Requests:
1 – In the passage on geodesics, what are the geodesics in 𝕊?
2 – List each property that the passage on geodesics, in its final sentence, invites the reader to check for the curve given in (A.1).
3 – Continue the passage on geodesics from where it stops.

>> start Document passage

Given \(p\in \mathcal{M}\) and \(v\in T_{p}\mathcal{M}\), there exists ε>0 and a unique geodesic \(\gamma:[0,\varepsilon]\,{\rightarrow}\,\mathcal{M}\) such that γ(0)=p and \(\dot{\gamma}(0)=v\). From the geodesic equation above, we can easily see that if \(\mathcal{M}^{(1)}\times\cdots\times \mathcal{M}^{(r)}\) has the product structure, then a curve \(\gamma=(\gamma^{(1)},\ldots,\gamma ^{(r)}):[a,b]\,{\rightarrow}\,\mathcal{M}\) is a geodesic in \(\mathcal{M}\) if and only if \(\gamma ^{(i)}:[a,b]\,{\rightarrow}\,\mathcal{M}^{(i)}\) is a geodesic in \(\mathcal{M}^{(i)}\) for i∈{1,…,r}. If \(\mathcal{M}\subseteq \mathbb{R}^{k}\) is a smooth submanifold of ℝ^k with the Riemannian structure inherited from ℝ^k (that is, 〈v,w〉 _p =〈v,w〉 the usual inner product in ℝ^k), the geodesic equation reads

$$\bigl\|\dot{\gamma}(t)\bigr\|=\text{constant},\qquad\ddot{\gamma}(t)\perp T_{\gamma(t)}\mathcal{M}\subseteq \mathbb{R}^k,\quad\text{for all }t.$$

We are most interested in the cases \(\mathcal{M}=\mathbb{S}\) with the Riemannian structure inherited from ℝ³ and \(\mathcal{M}=\mathbb{S}^{N}=\mathbb{S}\times\cdots \times \mathbb{S}\) (N times) with the product Riemannian structure. Of course, this product structure is also the Riemannian structure of \(\mathbb{S}^{N}\) as a submanifold of ℝ^3N. Note that \(\mathbb{S}\) has dimension 2 and \(\mathbb{S}^{N}\) has dimension 2N. Geodesics in \(\mathbb{S}\) are great circles parametrized with constant speed. More exactly, the geodesic γ(t) such that \(\gamma(0)=p\in \mathbb{S}\) and \(\dot{\gamma}(0)=v\in T_{p}\mathbb{S}\), where ∥v∥=1, is given by

$$ \gamma_{p,v}(t)=p\cos(2t)+\frac{v}{2}\sin(2t)+\frac{1}{2}\bigl(0,0,1-\cos(2t)\bigr)^T.$$

(A.1)

Indeed, the reader may check that \(\gamma(0)=p,\dot{\gamma}(0)=v,\dot{\gamma}(t)\perp T_{\gamma(t)}\mathbb{S},\|\dot{\gamma}(t)\|=1\) for all t.

>> end Document passage
>> start Data segment

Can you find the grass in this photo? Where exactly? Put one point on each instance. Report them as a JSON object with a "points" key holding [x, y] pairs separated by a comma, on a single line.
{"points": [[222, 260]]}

>> end Data segment

Final results:
1 – Great circles parametrized with constant speed.

2 –
- γ(0) = p
- γ̇(0) = v
- γ̇(t) is perpendicular to T_{γ(t)}𝕊 for all t
- ‖γ̇(t)‖ = 1 for all t

3 –
1.2 A.2 Harmonic Analysis in Manifolds

The Hessian of a function f∈C ²(U) is a bilinear form defined as

$$\operatorname{Hess}({\mathcal{E}})(p) (v,w)=X\bigl(Y(f)\bigr)-(\nabla_XY)(f),\quad p\in U,v,w\in T_p\mathcal{M},$$

where ∇ is the Levi-Civita connection and X,Y are vector fields such that X(p)=v, Y(p)=w. In coordinates,

$$\operatorname{Hess}({f})\bigl(p(x)\bigr) (v,w)=w^t\bigl (h_{ij}(x)\bigr)v,\quad h_{ij}(x)=\frac{\partial^2f}{\partial x_i\partial x_j}-\sum_{k=1}^n\frac{\partial f}{\partial x_k}\varGamma _{ij}^k.$$

If γ(t) is the unique geodesic such that γ(0)=p and \(\dot{\gamma}(0)=v\), then

$$\operatorname{Hess}({f})(p) (v,v)=\frac{d^2}{dt^2}\bigg {|}_{t=0}f\bigl(\gamma (t)\bigr).$$

The Laplacian³ \(\Delta {f}=\operatorname {div}(\operatorname{grad}(\mathcal{E}))\) of f is the trace of \(\operatorname{Hess}({f})\) as a bilinear operator, that is, the trace of (h _ij ), or in coordinates,

$$\Delta {f}=\sum_{i=1}^nh_{ii}(x)=\sum_{i=1}^n \biggl(\frac{\partial^2f}{\partial x_i\partial x_i}\biggr)-\sum_{k=1}^n\frac{\partial f}{\partial x_k}\Biggl(\sum_{i=1}^n\varGamma _{ii}^k\Biggr).$$

A function f∈C ²(U), \(U\subseteq \mathcal{M}\) open, is called harmonic (subharmonic) if Δf=0 (Δf≥0). Note that Δ is a uniformly elliptic operator and satisfies the hypotheses of [13, Sect. 24]. Thus, the classical strong maximum principle applies. Namely:

Theorem 6.1

(Strong maximum principle)

Let f∈C ²(U) be a nonconstant subharmonic function. Then for any open set Ω⊆U such that \(\overline{\varOmega }\subseteq U\), we have

$$x\in \varOmega \quad\Rightarrow\quad f(x)<\sup_{x\in \varOmega }f.$$

In particular, the supremum is reached only in the boundary of Ω.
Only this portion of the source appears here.